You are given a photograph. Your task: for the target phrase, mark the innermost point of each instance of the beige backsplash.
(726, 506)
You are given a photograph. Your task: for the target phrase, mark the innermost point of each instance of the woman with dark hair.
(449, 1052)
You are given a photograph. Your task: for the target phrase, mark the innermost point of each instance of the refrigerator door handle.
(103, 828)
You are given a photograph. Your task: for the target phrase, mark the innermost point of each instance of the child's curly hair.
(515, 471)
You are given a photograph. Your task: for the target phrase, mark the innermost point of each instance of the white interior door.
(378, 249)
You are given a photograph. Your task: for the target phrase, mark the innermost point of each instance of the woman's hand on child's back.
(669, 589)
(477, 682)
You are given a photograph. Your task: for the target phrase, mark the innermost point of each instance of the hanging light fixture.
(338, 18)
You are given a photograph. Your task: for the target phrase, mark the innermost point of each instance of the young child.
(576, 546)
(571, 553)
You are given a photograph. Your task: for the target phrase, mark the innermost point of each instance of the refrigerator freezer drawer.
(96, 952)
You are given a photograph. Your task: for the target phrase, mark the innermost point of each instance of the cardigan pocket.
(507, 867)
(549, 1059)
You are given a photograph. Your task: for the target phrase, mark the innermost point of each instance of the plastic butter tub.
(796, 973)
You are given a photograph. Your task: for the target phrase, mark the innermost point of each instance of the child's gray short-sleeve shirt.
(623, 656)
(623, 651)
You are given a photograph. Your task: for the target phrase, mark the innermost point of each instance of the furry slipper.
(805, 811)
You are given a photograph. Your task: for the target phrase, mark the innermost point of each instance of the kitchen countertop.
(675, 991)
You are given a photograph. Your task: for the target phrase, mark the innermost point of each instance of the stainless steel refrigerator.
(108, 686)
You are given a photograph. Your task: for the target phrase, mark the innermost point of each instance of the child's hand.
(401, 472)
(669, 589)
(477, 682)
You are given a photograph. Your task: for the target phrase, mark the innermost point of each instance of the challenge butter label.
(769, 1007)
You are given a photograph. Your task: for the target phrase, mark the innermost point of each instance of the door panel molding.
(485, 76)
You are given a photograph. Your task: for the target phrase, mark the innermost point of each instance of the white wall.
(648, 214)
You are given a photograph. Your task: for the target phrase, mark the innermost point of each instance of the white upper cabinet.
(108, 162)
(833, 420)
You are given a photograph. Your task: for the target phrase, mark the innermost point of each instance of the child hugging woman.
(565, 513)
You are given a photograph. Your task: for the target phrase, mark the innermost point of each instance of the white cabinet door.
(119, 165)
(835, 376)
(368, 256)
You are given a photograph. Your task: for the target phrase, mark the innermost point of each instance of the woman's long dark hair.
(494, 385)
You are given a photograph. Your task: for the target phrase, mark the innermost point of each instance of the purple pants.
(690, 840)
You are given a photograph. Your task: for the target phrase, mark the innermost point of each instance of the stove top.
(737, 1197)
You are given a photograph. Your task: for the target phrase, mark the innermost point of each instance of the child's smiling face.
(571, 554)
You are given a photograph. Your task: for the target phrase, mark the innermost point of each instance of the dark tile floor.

### Stated exercise
Copy the data word for word, starting at the line that contains "the kitchen countertop." and ending at the line that contains "(769, 1007)", with both of those lines included.

### Exercise response
You are given a photograph. Your task: for the target phrase, mark the innermost point of each instance of the kitchen countertop.
(675, 991)
You are given a photograph. Your task: for the target phrase, mark the innermost point of each instance of the stainless steel refrigerator.
(108, 686)
You are given a photograph. Your task: for the target phrase, mark the innermost point of each instance of the child's hand.
(401, 472)
(669, 589)
(477, 682)
You are given a photograph. Your task: for the target phrase, mark the innermost point of each instance of the challenge butter label.
(769, 1007)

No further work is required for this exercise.